▶ **Direction**
Please pull out every line of the records below that contains the word "orange".

▶ **Provided records**
+++++
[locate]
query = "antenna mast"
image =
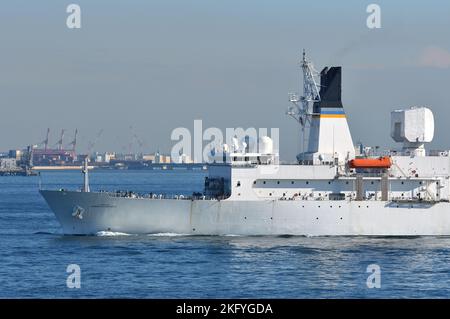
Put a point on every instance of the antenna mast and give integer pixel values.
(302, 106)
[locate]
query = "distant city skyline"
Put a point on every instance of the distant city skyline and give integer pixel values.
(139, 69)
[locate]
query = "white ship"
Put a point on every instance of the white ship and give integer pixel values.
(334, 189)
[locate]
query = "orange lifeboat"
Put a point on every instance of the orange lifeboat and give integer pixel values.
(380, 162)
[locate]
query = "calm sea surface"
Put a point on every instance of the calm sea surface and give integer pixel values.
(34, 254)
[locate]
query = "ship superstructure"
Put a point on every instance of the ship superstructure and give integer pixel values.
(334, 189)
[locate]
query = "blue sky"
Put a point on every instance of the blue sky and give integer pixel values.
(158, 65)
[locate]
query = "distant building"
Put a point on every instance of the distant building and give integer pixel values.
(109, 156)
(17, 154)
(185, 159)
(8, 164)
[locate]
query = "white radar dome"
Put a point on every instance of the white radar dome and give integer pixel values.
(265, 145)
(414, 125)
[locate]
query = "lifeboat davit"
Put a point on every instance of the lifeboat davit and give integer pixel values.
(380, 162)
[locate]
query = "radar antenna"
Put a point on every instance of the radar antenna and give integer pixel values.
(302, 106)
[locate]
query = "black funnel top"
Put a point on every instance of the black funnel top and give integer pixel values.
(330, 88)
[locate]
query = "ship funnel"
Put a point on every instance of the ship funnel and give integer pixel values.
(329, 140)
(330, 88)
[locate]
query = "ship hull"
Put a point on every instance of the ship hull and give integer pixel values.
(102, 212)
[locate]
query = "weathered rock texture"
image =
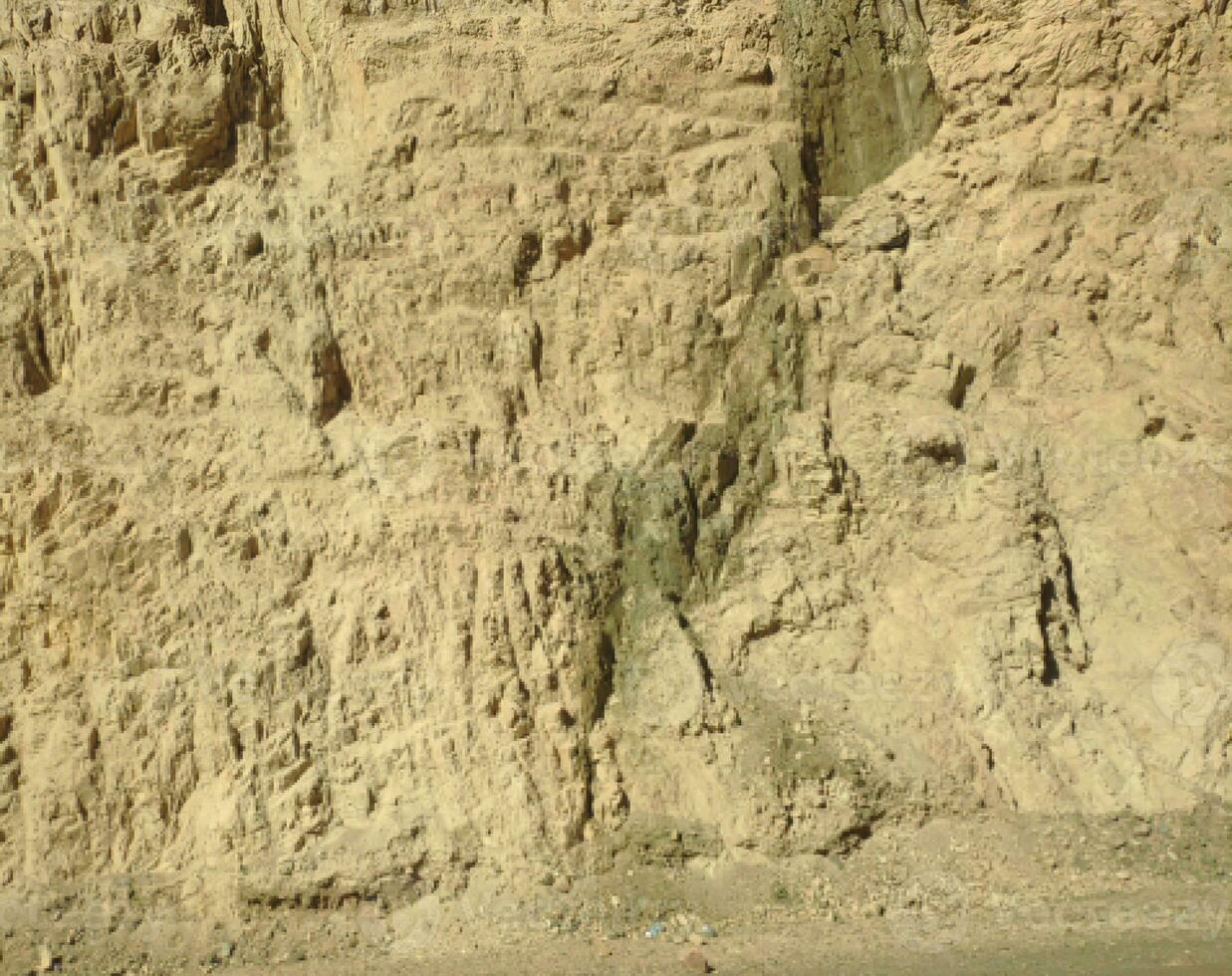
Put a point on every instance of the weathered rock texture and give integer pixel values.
+++++
▶ **Result of this task**
query = "orange lifeboat"
Put a point on every instance of the orange lifeboat and give integer pixel values.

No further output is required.